- Opening Delimiter -
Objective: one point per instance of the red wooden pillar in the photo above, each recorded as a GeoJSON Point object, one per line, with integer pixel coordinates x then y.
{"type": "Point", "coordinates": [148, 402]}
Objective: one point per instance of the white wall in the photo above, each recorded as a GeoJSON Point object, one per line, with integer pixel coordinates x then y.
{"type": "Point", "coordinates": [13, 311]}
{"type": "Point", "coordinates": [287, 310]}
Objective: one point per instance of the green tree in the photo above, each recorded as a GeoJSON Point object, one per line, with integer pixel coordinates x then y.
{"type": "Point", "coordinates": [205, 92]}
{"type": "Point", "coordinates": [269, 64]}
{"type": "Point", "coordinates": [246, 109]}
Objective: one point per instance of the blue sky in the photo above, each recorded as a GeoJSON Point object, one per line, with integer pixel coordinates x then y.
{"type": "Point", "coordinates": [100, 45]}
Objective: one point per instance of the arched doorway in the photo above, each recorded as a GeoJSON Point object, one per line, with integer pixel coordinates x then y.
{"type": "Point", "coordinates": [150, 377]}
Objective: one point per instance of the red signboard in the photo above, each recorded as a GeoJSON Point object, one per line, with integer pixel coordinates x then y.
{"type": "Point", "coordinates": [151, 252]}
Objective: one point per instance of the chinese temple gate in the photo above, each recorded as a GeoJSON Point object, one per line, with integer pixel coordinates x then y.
- Closing Delimiter -
EXERCISE DESCRIPTION —
Each line from the one containing "Objective: one point per instance of the red signboard" to the end of the records should be echoed exactly, and no other line.

RESULT —
Objective: one point per instance of the red signboard in the photo above, each recorded as a GeoJSON Point object, one per line, with integer pixel coordinates x then y.
{"type": "Point", "coordinates": [151, 252]}
Objective: one point per instance of the chinese temple gate in the photo above, each recorded as a GeoJSON Point object, one per line, with integer pixel coordinates x then y.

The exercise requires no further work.